====== Data extract
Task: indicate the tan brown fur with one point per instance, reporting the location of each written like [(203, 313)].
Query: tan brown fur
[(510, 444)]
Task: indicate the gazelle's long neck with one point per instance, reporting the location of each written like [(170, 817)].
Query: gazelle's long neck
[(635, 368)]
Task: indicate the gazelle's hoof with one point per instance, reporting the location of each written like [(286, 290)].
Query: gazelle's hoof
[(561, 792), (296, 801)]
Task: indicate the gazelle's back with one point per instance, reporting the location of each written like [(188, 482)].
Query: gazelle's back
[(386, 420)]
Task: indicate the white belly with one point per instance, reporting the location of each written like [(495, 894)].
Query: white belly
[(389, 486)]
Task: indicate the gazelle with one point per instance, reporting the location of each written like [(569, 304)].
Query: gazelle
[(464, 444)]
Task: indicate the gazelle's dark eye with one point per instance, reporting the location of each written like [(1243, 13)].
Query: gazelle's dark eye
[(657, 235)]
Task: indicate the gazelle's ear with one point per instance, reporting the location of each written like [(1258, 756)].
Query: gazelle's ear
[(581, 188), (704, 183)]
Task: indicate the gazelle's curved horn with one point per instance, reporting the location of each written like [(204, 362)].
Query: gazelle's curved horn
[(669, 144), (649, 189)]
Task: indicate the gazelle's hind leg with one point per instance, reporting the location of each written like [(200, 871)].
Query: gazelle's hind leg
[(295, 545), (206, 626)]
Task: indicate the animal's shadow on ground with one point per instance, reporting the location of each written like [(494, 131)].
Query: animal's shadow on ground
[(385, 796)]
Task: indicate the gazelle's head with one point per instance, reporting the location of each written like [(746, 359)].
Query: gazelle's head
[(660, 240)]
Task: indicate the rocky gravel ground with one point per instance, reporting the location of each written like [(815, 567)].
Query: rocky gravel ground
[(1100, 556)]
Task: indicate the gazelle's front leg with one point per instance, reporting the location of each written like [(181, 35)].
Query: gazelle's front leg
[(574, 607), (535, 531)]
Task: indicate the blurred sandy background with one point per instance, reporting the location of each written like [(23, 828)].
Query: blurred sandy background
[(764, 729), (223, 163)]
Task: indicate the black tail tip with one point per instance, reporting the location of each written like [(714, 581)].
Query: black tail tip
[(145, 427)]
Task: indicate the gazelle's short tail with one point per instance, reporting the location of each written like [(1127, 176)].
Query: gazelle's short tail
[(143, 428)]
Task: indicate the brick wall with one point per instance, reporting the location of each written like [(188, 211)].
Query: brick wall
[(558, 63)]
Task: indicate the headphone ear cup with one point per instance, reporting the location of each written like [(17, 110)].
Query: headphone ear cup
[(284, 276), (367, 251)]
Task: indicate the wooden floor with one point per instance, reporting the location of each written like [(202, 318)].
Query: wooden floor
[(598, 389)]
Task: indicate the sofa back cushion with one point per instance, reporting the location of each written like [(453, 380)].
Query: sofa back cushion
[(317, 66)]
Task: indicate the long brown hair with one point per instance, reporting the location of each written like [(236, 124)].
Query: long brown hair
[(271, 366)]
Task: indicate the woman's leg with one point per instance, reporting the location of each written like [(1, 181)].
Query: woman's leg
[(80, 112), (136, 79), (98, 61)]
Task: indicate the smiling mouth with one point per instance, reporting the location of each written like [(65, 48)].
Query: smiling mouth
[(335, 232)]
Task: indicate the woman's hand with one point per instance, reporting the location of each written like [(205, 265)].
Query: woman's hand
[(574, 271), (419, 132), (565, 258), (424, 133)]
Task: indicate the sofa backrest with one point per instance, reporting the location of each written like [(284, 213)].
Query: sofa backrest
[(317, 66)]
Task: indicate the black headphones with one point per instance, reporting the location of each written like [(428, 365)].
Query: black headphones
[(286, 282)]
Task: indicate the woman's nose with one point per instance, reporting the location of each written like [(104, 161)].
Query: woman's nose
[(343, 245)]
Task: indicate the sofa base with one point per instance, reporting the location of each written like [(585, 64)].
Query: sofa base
============
• _Short problem_
Repeat each entry word for word.

• _Answer for this exercise_
Task: indicate the tan brown fur with one point per instance, reporting the location of each written like [(203, 313)].
Query: tan brown fur
[(510, 444)]
Task: indicate the gazelle's long neck with one point per instance, reporting the location of each written like [(170, 817)].
Query: gazelle's long neck
[(635, 368)]
Task: indicate the gazelle's hoof with one point per instance, reporting the location of each written like [(286, 290)].
Query: gazelle's hoof
[(561, 792), (296, 801)]
Task: indicate the gazelle's back with one point per instance, reporting the location of each written like [(188, 482)].
Query: gazelle's back
[(386, 420)]
Task: indicate the white belly with one point per instance, reporting the location of each written like [(495, 894)].
Query: white belly
[(389, 486)]
Task: indicate the gazelle with one point per instance, reporting the location of each written like [(569, 304)].
Query: gazelle
[(464, 444)]
Task: indicate the gazelle's dark eye with one point per instance, reporting the location of each written like [(1243, 13)].
Query: gazelle's dark eye
[(657, 235)]
Task: indicate the gazelle's ear with one point per instance, reporting the location of each written like [(1258, 756)].
Query: gazelle's ear
[(581, 188), (704, 183)]
Task: indicate the gazelle's curved horn with one point per instance, reporting the location of each written like [(204, 362)].
Query: gazelle's curved horn
[(669, 144), (649, 189)]
Task: indicate the gazelle's hind leg with one point per instance, reporting the location of each written like [(200, 871)].
Query: gazelle's hind leg
[(295, 545), (206, 626)]
Task: indicate the animal's shadow on ground with one point per instance, reporting the location of each written like [(494, 131)].
Query: animal's shadow on ground
[(385, 796)]
Task: indicate the gazelle's head with one point per instance, reporting the location of each written like [(746, 359)].
Query: gazelle's head
[(660, 240)]
Task: indicate the rocky gravel ground with one point per instance, reporting the location of each written like [(815, 567)].
Query: rocky gravel ground
[(1100, 556)]
Task: indicate the gazelle's front leg with one point per instance, reporting the location of each written like [(181, 35)].
Query: gazelle's front leg
[(574, 607), (535, 531)]
Task: indicate the blurred sandy background with one point per instance, reporting the location of each written like [(23, 828)].
Query: blurred sandy background
[(764, 729), (223, 163)]
Task: indicate the black tail tip with one point per instance, reporting the location of each written like [(714, 581)].
Query: black tail tip
[(145, 427)]
Task: indicate the gazelle's short tail with one point per instance, reporting the location of each written like [(1127, 176)].
Query: gazelle's short tail
[(143, 428)]
Task: indicate the brick wall with one point per instance, reporting the location of each written like [(188, 211)].
Query: brick wall
[(558, 63)]
Task: indicate the headphone ear cup with one point per instance, reporting the location of each written like [(17, 110)].
Query: headphone ear cup
[(284, 276), (367, 251)]
Task: indicate the wooden floor with one point per instance, reporting the location of each written like [(202, 318)].
Query: wooden floor
[(598, 389)]
Task: indicate the sofa back cushion with one point per instance, reporting the location of each written like [(453, 380)].
Query: sofa back cushion
[(317, 66)]
Task: indicate the long brown hair with one point per instance, reporting the location of each written like [(236, 124)].
Query: long brown hair
[(271, 366)]
Task: indicate the woman's leg with one point per instance, reporting the location of each written like [(1, 181)].
Query: woman's leg
[(80, 112), (136, 79), (98, 61)]
Task: indicate the smiling mouth with one point per instance, reporting the location of each written like [(65, 48)].
Query: smiling mouth
[(335, 232)]
Task: indicate the woman's hand with one point per instance, reporting the location of each written like [(205, 265)].
Query: woman's hand
[(574, 271), (419, 132), (565, 258), (424, 133)]
Task: indicate the sofa backrest with one point per instance, reporting the location of each written like [(284, 213)].
Query: sofa backrest
[(317, 66)]
Task: indicate the black headphones with one point per instance, reporting the location of each written like [(428, 365)].
Query: black headphones
[(286, 282)]
Task: indicate the woman's nose with one point per instance, reporting the location of each written like [(104, 161)].
Query: woman's nose
[(343, 245)]
Task: indicate the sofa base with one point per instance, reporting the location of each written like [(585, 64)].
Query: sofa base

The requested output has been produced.